TO DO:
Copy out the records below word for word, starting at their first line and ending at the line that contains "column 348, row 141".

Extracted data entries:
** Start **

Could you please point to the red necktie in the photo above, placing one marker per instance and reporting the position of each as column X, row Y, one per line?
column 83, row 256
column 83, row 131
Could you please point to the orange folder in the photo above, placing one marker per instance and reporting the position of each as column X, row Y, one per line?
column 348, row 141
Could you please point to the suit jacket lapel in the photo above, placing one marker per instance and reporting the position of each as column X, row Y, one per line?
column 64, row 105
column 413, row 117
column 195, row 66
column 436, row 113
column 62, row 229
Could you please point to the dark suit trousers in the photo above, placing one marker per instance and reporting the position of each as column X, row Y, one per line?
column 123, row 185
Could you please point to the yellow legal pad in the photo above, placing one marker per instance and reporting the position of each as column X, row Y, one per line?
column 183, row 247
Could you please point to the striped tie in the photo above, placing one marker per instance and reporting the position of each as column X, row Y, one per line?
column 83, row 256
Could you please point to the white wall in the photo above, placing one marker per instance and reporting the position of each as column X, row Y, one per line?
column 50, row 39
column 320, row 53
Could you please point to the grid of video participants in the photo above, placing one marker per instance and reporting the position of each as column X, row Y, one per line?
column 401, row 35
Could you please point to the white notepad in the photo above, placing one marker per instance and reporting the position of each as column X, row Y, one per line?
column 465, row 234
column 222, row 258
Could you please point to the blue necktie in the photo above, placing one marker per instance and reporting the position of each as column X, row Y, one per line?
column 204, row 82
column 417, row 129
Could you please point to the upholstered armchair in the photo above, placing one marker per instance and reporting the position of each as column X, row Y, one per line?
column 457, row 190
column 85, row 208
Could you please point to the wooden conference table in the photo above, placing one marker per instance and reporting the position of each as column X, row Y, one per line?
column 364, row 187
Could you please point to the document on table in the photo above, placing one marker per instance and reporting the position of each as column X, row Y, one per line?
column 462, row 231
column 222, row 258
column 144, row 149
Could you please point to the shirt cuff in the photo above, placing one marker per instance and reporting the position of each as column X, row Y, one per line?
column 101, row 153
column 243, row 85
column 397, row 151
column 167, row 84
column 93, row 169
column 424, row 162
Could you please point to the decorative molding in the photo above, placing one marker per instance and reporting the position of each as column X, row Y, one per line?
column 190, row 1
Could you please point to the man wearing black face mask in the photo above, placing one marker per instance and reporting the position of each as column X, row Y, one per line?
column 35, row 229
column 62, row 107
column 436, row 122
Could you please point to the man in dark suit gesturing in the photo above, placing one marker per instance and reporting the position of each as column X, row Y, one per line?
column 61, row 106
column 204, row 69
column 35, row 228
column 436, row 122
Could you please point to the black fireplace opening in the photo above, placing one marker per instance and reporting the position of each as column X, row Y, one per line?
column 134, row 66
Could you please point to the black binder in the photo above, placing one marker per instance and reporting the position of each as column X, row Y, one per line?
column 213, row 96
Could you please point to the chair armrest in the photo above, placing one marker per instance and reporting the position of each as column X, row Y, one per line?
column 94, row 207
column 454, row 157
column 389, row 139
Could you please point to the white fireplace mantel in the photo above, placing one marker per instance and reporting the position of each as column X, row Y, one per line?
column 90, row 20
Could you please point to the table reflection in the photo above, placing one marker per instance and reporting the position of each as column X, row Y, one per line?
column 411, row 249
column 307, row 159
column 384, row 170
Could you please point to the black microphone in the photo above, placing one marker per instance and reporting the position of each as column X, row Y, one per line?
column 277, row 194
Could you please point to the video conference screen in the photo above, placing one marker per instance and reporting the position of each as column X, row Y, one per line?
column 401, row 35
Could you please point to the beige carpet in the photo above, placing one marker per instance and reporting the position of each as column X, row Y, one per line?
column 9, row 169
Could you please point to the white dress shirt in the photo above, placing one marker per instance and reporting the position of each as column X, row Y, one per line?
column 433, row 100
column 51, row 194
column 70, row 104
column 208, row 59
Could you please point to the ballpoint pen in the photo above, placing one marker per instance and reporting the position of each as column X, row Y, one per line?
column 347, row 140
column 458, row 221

** End **

TASK OUTPUT:
Could you please point to the red necktie in the photo above, placing one marker per instance and reporting the position of each as column X, row Y, one per line?
column 83, row 256
column 83, row 131
Could you please point to the orange folder in the photo above, placing one marker per instance and reporting the position of each as column X, row Y, one per line?
column 348, row 141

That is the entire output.